▶ **What to do**
Reproduce the records from the beginning through the line containing "<point>381,160</point>", keeping every request, and multiply each coordinate in the answers by 0.3, rounding to the nearest whole number with halves rounded up.

A run of records:
□ □ □ □
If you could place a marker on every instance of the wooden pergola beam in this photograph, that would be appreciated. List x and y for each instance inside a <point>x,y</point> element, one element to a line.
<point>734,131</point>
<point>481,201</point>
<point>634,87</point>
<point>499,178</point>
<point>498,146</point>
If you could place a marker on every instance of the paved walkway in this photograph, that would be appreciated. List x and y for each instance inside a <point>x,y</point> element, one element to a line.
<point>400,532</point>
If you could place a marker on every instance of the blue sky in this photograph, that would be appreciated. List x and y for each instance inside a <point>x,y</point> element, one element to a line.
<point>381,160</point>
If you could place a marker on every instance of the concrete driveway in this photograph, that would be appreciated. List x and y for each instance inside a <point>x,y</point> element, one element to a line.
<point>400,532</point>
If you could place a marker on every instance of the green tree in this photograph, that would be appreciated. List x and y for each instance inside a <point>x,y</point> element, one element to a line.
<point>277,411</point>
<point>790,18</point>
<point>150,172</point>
□ □ □ □
▶ **Answer for this exercise**
If you could place a marker on every instance of the wooden pergola beam in this photograph, that would be appreciated. List x and y for each instance inside a <point>x,y</point> element, one element to a line.
<point>220,39</point>
<point>144,60</point>
<point>190,26</point>
<point>150,53</point>
<point>149,44</point>
If you could place a marker on every instance of the paved walkway in this photograph, that would be appreciated. List x and y for each instance inside a <point>x,y</point> element, one element to a line.
<point>120,160</point>
If you could place a marker on every instance of the blue sky in this photograph, that would be appreciated. List x and y for each instance inside a <point>x,y</point> element, one element to a line.
<point>114,48</point>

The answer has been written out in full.